SHORT TASK:
Reproduce all of the data exactly, with no line skipped.
-------
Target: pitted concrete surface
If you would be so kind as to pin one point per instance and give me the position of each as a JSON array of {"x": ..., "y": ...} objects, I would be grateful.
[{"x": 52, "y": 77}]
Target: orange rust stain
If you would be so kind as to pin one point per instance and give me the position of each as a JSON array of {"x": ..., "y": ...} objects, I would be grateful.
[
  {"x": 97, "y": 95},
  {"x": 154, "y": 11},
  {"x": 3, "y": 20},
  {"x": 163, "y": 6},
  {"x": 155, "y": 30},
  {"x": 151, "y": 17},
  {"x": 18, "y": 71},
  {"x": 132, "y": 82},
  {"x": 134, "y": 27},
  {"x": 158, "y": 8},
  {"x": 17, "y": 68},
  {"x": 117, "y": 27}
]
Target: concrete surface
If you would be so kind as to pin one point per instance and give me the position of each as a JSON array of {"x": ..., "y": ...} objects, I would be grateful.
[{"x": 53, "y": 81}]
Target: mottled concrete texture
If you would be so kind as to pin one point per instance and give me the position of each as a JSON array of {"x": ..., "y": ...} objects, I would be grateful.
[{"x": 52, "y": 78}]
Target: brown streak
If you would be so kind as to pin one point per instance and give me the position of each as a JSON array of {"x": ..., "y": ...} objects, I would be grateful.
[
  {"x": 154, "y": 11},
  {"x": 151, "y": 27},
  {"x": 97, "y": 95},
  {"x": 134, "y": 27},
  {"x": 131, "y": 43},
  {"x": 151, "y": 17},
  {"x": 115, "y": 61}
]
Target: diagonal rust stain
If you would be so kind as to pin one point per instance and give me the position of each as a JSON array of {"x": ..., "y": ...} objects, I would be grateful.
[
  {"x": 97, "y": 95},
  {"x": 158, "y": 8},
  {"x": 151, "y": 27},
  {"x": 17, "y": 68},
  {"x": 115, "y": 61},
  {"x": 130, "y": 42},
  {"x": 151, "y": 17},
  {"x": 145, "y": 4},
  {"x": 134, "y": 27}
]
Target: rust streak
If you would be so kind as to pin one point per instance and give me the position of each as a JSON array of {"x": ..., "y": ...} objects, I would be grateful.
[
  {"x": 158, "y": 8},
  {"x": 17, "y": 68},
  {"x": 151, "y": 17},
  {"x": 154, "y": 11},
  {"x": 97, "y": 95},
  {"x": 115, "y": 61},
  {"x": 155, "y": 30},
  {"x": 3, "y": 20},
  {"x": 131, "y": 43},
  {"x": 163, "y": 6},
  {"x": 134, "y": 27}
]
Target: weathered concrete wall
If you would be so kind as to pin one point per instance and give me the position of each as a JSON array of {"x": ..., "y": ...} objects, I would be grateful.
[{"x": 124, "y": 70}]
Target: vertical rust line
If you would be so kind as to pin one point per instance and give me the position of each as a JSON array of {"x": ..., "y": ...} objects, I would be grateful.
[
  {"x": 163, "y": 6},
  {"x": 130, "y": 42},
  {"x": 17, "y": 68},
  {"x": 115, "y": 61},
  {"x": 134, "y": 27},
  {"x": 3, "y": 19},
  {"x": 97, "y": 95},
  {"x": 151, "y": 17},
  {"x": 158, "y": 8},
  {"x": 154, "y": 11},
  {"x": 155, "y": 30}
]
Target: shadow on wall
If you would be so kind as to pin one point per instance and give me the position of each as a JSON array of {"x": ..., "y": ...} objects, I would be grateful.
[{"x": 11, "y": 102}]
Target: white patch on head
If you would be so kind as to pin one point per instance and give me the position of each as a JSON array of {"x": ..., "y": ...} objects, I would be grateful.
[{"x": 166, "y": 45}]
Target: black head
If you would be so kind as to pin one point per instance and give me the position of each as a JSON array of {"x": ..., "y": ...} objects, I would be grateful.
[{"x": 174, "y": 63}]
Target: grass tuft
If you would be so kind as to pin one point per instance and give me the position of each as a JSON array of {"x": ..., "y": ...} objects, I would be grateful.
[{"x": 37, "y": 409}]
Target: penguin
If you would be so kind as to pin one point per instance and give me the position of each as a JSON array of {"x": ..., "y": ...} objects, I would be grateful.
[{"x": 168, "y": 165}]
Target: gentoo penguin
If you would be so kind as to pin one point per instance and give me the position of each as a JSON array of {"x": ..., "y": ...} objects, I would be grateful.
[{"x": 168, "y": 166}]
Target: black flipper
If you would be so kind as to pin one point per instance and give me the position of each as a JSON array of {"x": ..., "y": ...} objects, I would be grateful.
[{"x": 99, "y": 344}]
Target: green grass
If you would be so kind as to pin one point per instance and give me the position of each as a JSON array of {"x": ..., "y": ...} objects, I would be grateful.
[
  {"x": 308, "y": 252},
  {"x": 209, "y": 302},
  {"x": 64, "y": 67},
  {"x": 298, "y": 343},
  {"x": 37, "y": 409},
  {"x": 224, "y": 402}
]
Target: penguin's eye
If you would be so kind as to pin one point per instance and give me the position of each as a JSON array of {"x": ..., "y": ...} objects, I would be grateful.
-------
WRITTEN RESPONSE:
Target: pitted concrete surface
If you would be so kind as to pin one point per instance and give me the position of each as a JSON array of {"x": ..., "y": ...} objects, I would be grateful.
[{"x": 52, "y": 77}]
Target: orange rust stain
If you would be so kind as to pin one point per instance and give me the position of each as a JSON array of {"x": ..., "y": ...} objects, I would be grateful.
[
  {"x": 97, "y": 95},
  {"x": 154, "y": 11},
  {"x": 3, "y": 20},
  {"x": 163, "y": 6},
  {"x": 155, "y": 30},
  {"x": 151, "y": 17},
  {"x": 18, "y": 71},
  {"x": 132, "y": 82},
  {"x": 134, "y": 27},
  {"x": 158, "y": 8},
  {"x": 17, "y": 68},
  {"x": 117, "y": 27}
]
Target: concrete surface
If you would be so kind as to pin one point per instance and give me the position of each as a JSON array of {"x": ..., "y": ...} objects, I would be grateful.
[{"x": 53, "y": 81}]
Target: mottled concrete texture
If you would be so kind as to pin one point per instance and give me the position of each as a JSON array of {"x": ..., "y": ...} objects, I would be grateful.
[{"x": 52, "y": 78}]
Target: brown streak
If you would be so kind as to pin one point per instance and give me the position of each as a JSON array of {"x": ..., "y": ...} objects, I would be grateful.
[
  {"x": 154, "y": 11},
  {"x": 151, "y": 27},
  {"x": 97, "y": 95},
  {"x": 134, "y": 27},
  {"x": 131, "y": 43},
  {"x": 151, "y": 17},
  {"x": 115, "y": 61}
]
Target: diagonal rust stain
If you would be so kind as to pin one point per instance and give me the position of each as a JSON array of {"x": ..., "y": ...} objects, I would be grateful.
[
  {"x": 97, "y": 95},
  {"x": 158, "y": 8},
  {"x": 151, "y": 27},
  {"x": 17, "y": 68},
  {"x": 115, "y": 61},
  {"x": 130, "y": 42},
  {"x": 151, "y": 17},
  {"x": 145, "y": 4},
  {"x": 134, "y": 27}
]
Target: rust streak
If you would be so kind as to pin one point per instance and give me the position of each as a JSON array of {"x": ..., "y": ...} objects, I would be grateful.
[
  {"x": 158, "y": 8},
  {"x": 17, "y": 68},
  {"x": 151, "y": 17},
  {"x": 154, "y": 11},
  {"x": 97, "y": 95},
  {"x": 115, "y": 61},
  {"x": 155, "y": 30},
  {"x": 3, "y": 20},
  {"x": 131, "y": 43},
  {"x": 163, "y": 6},
  {"x": 134, "y": 27}
]
Target: weathered concrete wall
If you would be so kind as to pin one point per instance and give me the position of each as a JSON array of {"x": ..., "y": ...} objects, I would be grateful.
[{"x": 124, "y": 70}]
Target: vertical rust line
If you would be so kind as to pin one point per instance and give me the position of each as a JSON array of {"x": ..., "y": ...} objects, I would be grateful.
[
  {"x": 163, "y": 6},
  {"x": 130, "y": 42},
  {"x": 17, "y": 68},
  {"x": 115, "y": 61},
  {"x": 134, "y": 27},
  {"x": 3, "y": 19},
  {"x": 97, "y": 95},
  {"x": 151, "y": 17},
  {"x": 158, "y": 8},
  {"x": 154, "y": 11},
  {"x": 155, "y": 30}
]
Target: shadow on wall
If you would be so kind as to pin one point per instance and give me the position of each as a JSON array of {"x": ..., "y": ...} objects, I would be grateful.
[{"x": 11, "y": 102}]
Target: white patch on head
If you would be so kind as to pin one point per instance and give me the position of each as a JSON array of {"x": ..., "y": ...} objects, I would be grateful.
[{"x": 166, "y": 45}]
Target: black head
If you would be so kind as to pin one point per instance and give me the position of each as a JSON array of {"x": ..., "y": ...} objects, I would be grateful.
[{"x": 174, "y": 63}]
Target: grass tuft
If you would be so kind as to pin one point per instance and give me the position of each as a JSON array of {"x": ..., "y": ...} objects, I would be grateful.
[{"x": 37, "y": 409}]
Target: penguin
If you would be so kind as to pin one point per instance and give me the position of each as a JSON array of {"x": ..., "y": ...} objects, I would be grateful.
[{"x": 168, "y": 165}]
Target: gentoo penguin
If you would be so kind as to pin one point per instance and give me the position of each as a JSON array of {"x": ..., "y": ...} objects, I would be grateful.
[{"x": 168, "y": 166}]
Target: black flipper
If you would be so kind as to pin one point per instance and give me the position of each as a JSON array of {"x": ..., "y": ...} objects, I would be grateful.
[{"x": 99, "y": 344}]
Target: green grass
If you would be so kind as to pin one point per instance and give me the position of each as a JSON array of {"x": ..., "y": ...} objects, I would be grateful.
[
  {"x": 308, "y": 252},
  {"x": 209, "y": 302},
  {"x": 64, "y": 67},
  {"x": 298, "y": 343},
  {"x": 37, "y": 409},
  {"x": 224, "y": 402}
]
Target: penguin's eye
If you would be so kind as to pin one point per instance and give me the position of each as a JSON array of {"x": ..., "y": ...} objects, I would be grateful.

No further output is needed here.